----- SELECTED EXCERPT

Since oxidisation is a form of mild electrolytic action and this process makes itself evident at the anode or positive terminal, it means that exchange connection points such as relay and switch contacts etc which are positive with repect to ground, would become oxidised thus creating insulating deposits which would result in major problems for maintenance. Since both moisture and chemical impurities are present in the atmosphere which is in contact with the metal contact points and wiring joints (particularly underground cables), the opportunity for oxidisation to occur in a large network becomes enormous considering the number of such points which exist.
The reference to uniformity of signalling is not really a reason why positive earthing is used since it refers simply to a standard method for conveying the signals required for setting up and clearing connections, and this function would be necessary irrespective of which polarity was utilised. It perhaps refers to the fact that since other telephone engineering companies also used positive earthing that it would be wise to follow the same course for the sake of uniformity of signalling. One has to remember that this was in the days prior to automatic telephone exchanges where manual CB working was the norm and human operators carried out the connection and supervisory processes using dc line signalling in the main.
Some present day organisations have published information that the positive earthing system was started by telco's in the 1940's but this is plainly false and misleading. Positive earthing was around long before the 1940's.

----------
----- INPUT ROWS

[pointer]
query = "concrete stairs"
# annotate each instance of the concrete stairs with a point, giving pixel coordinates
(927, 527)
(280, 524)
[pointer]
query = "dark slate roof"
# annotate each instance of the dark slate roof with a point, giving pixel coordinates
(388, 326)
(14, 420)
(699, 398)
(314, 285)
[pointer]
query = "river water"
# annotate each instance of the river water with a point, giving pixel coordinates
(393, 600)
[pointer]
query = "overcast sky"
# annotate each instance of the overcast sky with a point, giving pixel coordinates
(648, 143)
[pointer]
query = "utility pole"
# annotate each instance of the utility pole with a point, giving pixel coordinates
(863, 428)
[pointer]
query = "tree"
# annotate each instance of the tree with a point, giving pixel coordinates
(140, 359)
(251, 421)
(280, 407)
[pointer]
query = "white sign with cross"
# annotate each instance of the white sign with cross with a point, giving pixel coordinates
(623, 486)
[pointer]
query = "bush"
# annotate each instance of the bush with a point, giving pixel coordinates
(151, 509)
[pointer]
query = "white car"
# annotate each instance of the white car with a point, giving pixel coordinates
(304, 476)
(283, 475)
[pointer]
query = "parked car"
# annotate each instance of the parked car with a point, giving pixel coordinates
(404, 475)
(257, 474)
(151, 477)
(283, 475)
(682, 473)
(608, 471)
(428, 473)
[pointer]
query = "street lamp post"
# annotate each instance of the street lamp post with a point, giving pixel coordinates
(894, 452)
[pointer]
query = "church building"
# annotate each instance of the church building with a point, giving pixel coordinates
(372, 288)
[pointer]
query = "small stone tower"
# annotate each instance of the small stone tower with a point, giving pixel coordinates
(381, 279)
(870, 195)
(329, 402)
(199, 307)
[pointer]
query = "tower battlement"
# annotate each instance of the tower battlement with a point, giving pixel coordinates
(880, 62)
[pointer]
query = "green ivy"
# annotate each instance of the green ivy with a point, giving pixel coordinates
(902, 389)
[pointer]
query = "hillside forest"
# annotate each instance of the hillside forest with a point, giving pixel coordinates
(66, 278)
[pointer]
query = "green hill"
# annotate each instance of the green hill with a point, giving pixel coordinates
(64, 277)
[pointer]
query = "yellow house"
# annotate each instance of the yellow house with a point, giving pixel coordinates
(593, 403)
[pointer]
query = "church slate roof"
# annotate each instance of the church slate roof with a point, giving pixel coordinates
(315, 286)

----------

## PROBLEMS TO SOLVE
1. Retype the passage on positive earthing word for word, starting at "Since oxidisation is" and ending at "points which exist.".
2. How many lines of the entries contain the word "house"? Reply with the number only.

## LIST OF SOLUTIONS
1.
Since oxidisation is a form of mild electrolytic action and this process makes itself evident at the anode or positive terminal, it means that exchange connection points such as relay and switch contacts etc which are positive with repect to ground, would become oxidised thus creating insulating deposits which would result in major problems for maintenance. Since both moisture and chemical impurities are present in the atmosphere which is in contact with the metal contact points and wiring joints (particularly underground cables), the opportunity for oxidisation to occur in a large network becomes enormous considering the number of such points which exist.

2. 2